It's like building an expressway and adding speed breakers every few kilometres.
In a nation where digital payments have become as common as cash, India's central bank now confronts the shadow that rapid modernization casts: nearly 2.5 million citizens lost $2.5 billion to digital fraud in 2025, a 4,300 percent rise since 2021. The Reserve Bank of India has proposed a suite of protective measures — transaction delays, layered authentication, and mule account detection — yet experts caution that technical barriers alone cannot outpace the ingenuity of those who exploit trust. The deeper challenge is one of human readiness: a population invited into the digital economy faster than it could be taught to navigate it safely.
- A single phishing text about an eleven-dollar fine drained a Pune professional of over three thousand dollars in minutes — a microcosm of a fraud epidemic now costing India billions annually.
- The 4,300% surge in digital fraud since 2021 signals a systemic failure: the country's payment infrastructure scaled at speed while security safeguards and public awareness lagged dangerously behind.

### DATA ENTRIES
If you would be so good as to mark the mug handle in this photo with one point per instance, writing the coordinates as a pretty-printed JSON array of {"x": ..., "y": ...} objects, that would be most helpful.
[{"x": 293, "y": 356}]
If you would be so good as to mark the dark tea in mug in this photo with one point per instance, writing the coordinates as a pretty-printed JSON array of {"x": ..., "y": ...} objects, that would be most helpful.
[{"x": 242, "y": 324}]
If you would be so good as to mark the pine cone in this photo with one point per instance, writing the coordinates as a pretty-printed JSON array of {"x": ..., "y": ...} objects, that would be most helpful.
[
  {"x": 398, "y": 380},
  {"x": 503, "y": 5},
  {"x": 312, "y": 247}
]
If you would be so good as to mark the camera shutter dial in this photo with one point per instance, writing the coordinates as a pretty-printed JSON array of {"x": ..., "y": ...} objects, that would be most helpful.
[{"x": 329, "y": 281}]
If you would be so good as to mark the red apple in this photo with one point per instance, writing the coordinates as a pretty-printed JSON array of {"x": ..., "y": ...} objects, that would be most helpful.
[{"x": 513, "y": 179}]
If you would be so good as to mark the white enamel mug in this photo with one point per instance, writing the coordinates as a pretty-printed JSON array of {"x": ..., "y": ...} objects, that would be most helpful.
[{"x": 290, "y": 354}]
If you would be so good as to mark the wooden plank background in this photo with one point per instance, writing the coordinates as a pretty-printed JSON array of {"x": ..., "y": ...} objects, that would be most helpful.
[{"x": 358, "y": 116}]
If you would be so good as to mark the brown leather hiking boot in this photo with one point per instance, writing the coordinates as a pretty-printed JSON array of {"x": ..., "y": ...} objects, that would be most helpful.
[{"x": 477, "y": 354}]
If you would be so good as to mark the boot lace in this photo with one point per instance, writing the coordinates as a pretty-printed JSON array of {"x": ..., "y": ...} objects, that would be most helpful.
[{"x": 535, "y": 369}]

### INSTRUCTIONS
1. In the passage on digital fraud in India, how many citizens lost money to digital fraud in 2025, and how much did they lose in total?
2. List every protective measure that the passage on digital fraud in India says the Reserve Bank of India has proposed.
3. Using the passage on digital fraud in India, decide whether each statement agrees with it:
(a) The Reserve Bank of India has proposed transaction delays as a protective measure.
(b) Experts believe technical barriers alone can outpace fraudsters.
(c) The Pune professional was defrauded through a phone call.

### RESPONSES TO THE TASKS
1. Nearly 2.5 million citizens lost $2.5 billion.

2.
- Transaction delays
- Layered authentication
- Mule account detection

3.
(a) Yes: "The Reserve Bank of India has proposed a suite of protective measures — transaction delays, layered authentication, and mule account detection"
(b) No: "experts caution that technical barriers alone cannot outpace the ingenuity of those who exploit trust"
(c) No: "A single phishing text about an eleven-dollar fine drained a Pune professional of over three thousand dollars in minutes"